▶ _EJERCICIOS PROPUESTOS_
a) Di si cada afirmación coincide con el texto sobre el comercio y cita las palabras del texto que lo deciden: (i) el artículo original se publicó en italiano en Avvenire; (ii) sacar de los textos bíblicos una ética única y coherente resulta fácil; (iii) el agricultor solo conoce el pasado.
b) Vuelve a escribir el tramo del texto sobre el comercio que va entre "De la condena" y "de Madonna Pobreza.", ambos incluidos, cambiando el nombre "los franciscanos" por "los frailes menores".

▶ _TEXTO SELECCIONADO_

La feria y el templo/9 - La información que poseen aquellos que comercian es la base de su decisiva y ambigua capacidad de anticipar el futuro.

Original italiano publicado en Avvenire el 03/01/2021

De la condena sin paliativos de la especulación mercantil por parte de la cultura romana y de los padres de la Iglesia a la revalorización de los franciscanos, esposos de Madonna Pobreza.

No es nada fácil extraer de los textos bíblicos y de los evangelios una ética única y coherente. Quizá la palabra más acertada sea ambivalencia, pero si alguien quisiera encontrar en ellos una crítica radical a la economía y al dinero no le faltarían elementos donde apoyarse. Ciertamente los encontraron los primeros cristianos, animados y sostenidos por una cultura romana tardía que había desarrollado un profundo recelo hacia el comercio y los comerciantes. 

La polémica anti-mercantil del mundo romano dependía de muchos factores. Uno de ellos era la capacidad de los comerciantes para reconocer el momento favorable y aprovecharlo en su propia ventaja, una virtud privada entendida como vicio público. El agricultor solo conoce el pasado y las señales que deja en la tierra. En cambio, el comerciante escruta los astros con su razón astuta, buscando cualquier provecho, incluso leyendo los movimientos de los astros, los vientos y las perturbaciones atmosféricas (Plinio el viejo, Historia natural).

[Registros de un conjunto de datos]
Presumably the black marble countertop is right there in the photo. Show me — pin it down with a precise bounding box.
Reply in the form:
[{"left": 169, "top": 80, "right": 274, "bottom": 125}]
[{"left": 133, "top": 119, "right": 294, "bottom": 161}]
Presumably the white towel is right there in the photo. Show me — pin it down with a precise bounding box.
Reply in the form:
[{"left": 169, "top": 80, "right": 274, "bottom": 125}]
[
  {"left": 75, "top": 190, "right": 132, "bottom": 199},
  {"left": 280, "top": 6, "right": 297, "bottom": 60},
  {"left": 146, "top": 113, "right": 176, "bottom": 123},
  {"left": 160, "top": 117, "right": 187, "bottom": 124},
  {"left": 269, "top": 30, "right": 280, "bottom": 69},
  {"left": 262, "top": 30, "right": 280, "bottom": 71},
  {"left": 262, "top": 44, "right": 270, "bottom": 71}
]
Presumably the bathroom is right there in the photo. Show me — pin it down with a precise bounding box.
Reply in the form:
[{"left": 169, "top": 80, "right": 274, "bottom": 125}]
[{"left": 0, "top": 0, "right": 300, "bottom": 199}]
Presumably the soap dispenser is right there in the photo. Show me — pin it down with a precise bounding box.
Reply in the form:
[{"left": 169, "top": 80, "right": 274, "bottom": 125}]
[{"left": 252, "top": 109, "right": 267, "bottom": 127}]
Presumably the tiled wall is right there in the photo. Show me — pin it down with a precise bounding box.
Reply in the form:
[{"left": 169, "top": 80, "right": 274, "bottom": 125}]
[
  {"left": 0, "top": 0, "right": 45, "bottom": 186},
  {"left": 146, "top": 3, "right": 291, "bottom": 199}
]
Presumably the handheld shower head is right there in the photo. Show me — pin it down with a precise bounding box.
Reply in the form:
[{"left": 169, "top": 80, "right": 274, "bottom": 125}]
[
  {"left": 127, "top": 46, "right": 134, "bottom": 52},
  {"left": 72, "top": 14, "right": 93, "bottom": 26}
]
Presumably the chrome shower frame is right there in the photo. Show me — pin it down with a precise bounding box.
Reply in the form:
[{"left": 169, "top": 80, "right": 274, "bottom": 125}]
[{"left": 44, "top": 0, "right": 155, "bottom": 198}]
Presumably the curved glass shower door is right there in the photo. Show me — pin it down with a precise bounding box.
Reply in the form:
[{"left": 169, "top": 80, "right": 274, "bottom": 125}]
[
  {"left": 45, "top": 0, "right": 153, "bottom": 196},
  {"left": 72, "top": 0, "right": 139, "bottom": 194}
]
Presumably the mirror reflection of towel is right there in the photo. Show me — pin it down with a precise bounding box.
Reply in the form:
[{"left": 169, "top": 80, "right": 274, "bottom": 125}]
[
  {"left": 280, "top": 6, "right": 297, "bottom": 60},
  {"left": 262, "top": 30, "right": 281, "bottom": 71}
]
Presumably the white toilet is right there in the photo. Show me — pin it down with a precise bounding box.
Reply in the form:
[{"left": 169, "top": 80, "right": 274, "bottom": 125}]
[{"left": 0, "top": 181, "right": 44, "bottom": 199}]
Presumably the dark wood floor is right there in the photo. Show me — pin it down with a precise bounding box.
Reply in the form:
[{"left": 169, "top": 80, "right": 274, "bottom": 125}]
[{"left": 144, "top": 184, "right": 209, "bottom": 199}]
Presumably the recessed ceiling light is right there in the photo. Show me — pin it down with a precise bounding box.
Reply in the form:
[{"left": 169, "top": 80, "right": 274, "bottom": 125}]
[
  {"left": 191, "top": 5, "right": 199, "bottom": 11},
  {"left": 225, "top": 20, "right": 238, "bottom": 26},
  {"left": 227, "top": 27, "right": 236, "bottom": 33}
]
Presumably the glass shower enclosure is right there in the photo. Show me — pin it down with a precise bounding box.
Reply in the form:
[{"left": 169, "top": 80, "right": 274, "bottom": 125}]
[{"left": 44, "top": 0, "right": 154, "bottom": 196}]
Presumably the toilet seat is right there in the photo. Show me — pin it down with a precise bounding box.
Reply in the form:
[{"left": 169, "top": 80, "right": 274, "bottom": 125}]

▶ _SOLUCIONES_
a)
(i) Sí: "Original italiano publicado en Avvenire el 03/01/2021".
(ii) No: "No es nada fácil extraer de los textos bíblicos y de los evangelios una ética única y coherente."
(iii) Sí: "El agricultor solo conoce el pasado y las señales que deja en la tierra."

b)
De la condena sin paliativos de la especulación mercantil por parte de la cultura romana y de los padres de la Iglesia a la revalorización de los frailes menores, esposos de Madonna Pobreza.